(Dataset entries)
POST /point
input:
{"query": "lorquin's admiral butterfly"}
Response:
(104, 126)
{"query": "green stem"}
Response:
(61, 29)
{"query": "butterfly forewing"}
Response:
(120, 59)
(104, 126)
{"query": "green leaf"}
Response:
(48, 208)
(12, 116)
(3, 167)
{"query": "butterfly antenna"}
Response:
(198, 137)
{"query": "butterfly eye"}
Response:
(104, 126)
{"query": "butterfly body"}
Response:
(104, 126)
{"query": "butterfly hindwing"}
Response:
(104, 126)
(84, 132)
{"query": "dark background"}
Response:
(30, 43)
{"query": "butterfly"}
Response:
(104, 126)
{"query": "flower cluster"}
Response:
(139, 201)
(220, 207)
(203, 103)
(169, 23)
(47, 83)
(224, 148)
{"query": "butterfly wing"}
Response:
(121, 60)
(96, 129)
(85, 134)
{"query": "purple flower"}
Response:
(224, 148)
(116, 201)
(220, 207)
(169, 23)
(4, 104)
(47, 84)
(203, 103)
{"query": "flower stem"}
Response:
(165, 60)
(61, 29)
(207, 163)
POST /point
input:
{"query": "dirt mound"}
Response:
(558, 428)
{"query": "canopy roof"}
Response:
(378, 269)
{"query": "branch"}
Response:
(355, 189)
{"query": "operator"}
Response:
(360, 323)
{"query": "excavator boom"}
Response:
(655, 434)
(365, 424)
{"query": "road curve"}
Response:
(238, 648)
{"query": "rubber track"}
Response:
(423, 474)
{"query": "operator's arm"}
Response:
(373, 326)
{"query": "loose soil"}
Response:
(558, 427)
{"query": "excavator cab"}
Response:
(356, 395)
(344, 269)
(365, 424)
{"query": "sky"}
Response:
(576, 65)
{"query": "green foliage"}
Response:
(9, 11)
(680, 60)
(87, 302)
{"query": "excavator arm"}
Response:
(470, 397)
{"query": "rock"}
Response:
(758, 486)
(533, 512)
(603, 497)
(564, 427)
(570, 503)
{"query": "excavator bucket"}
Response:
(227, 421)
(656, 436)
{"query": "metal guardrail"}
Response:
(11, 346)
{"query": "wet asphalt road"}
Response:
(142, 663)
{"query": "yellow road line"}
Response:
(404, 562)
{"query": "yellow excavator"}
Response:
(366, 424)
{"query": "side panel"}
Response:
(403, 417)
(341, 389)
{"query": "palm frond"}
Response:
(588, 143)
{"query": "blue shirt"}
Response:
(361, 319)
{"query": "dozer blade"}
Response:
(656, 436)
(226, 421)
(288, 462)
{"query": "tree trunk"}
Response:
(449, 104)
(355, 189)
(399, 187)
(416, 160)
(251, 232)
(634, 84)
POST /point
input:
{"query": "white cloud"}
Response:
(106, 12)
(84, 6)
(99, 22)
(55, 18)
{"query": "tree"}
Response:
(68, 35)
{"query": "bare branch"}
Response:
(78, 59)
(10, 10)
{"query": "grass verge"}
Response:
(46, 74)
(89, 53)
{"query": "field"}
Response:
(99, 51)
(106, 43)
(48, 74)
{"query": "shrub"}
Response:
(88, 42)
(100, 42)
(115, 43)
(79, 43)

→ What you have to do: What is needed is an exact restatement of every record above.

→ Exercise answer:
POST /point
input:
{"query": "lorquin's admiral butterfly"}
Response:
(104, 126)
{"query": "green stem"}
Response:
(61, 29)
{"query": "butterfly forewing"}
Response:
(120, 59)
(104, 126)
{"query": "green leaf"}
Response:
(48, 208)
(12, 116)
(3, 167)
{"query": "butterfly antenna"}
Response:
(198, 137)
{"query": "butterfly eye"}
Response:
(104, 126)
{"query": "butterfly body"}
Response:
(104, 126)
{"query": "butterfly hindwing"}
Response:
(104, 126)
(84, 132)
{"query": "dark background"}
Response:
(30, 43)
{"query": "butterfly"}
Response:
(104, 126)
{"query": "flower cluster"}
Response:
(139, 201)
(220, 207)
(203, 103)
(169, 23)
(47, 83)
(224, 148)
{"query": "butterfly wing"}
Response:
(121, 60)
(96, 129)
(85, 134)
{"query": "purple flower"}
Response:
(224, 148)
(116, 201)
(220, 207)
(169, 23)
(4, 104)
(47, 84)
(203, 103)
{"query": "flower stem"}
Response:
(165, 60)
(61, 29)
(207, 163)
POST /point
input:
{"query": "dirt mound"}
Response:
(558, 428)
{"query": "canopy roof"}
Response:
(378, 269)
{"query": "branch"}
Response:
(355, 189)
{"query": "operator"}
Response:
(360, 323)
{"query": "excavator boom"}
Response:
(655, 434)
(365, 424)
{"query": "road curve"}
Response:
(238, 648)
{"query": "rubber track"}
Response:
(423, 474)
{"query": "operator's arm"}
Response:
(373, 326)
{"query": "loose soil"}
Response:
(558, 427)
{"query": "excavator cab"}
Response:
(356, 395)
(344, 269)
(365, 424)
{"query": "sky"}
Response:
(576, 65)
{"query": "green foliage"}
Response:
(9, 11)
(680, 60)
(87, 302)
{"query": "excavator arm"}
Response:
(470, 397)
{"query": "rock"}
Response:
(758, 486)
(533, 512)
(603, 497)
(564, 427)
(570, 503)
{"query": "excavator bucket"}
Response:
(227, 421)
(656, 436)
{"query": "metal guardrail"}
Response:
(11, 346)
{"query": "wet asphalt road"}
Response:
(142, 663)
{"query": "yellow road line"}
Response:
(404, 562)
{"query": "yellow excavator"}
Response:
(366, 424)
{"query": "side panel"}
Response:
(403, 417)
(341, 389)
{"query": "palm frond"}
Response:
(588, 143)
{"query": "blue shirt"}
Response:
(361, 319)
{"query": "dozer blade"}
Response:
(656, 436)
(226, 421)
(288, 462)
{"query": "tree trunk"}
Response:
(449, 104)
(355, 189)
(399, 187)
(416, 160)
(251, 232)
(634, 84)
POST /point
input:
{"query": "white cloud"}
Response:
(106, 12)
(84, 6)
(99, 22)
(55, 18)
{"query": "tree"}
Response:
(68, 35)
{"query": "bare branch"}
Response:
(78, 59)
(10, 10)
{"query": "grass verge"}
Response:
(46, 74)
(89, 53)
{"query": "field"}
Response:
(99, 51)
(106, 43)
(48, 74)
{"query": "shrub"}
Response:
(88, 42)
(100, 42)
(115, 43)
(79, 43)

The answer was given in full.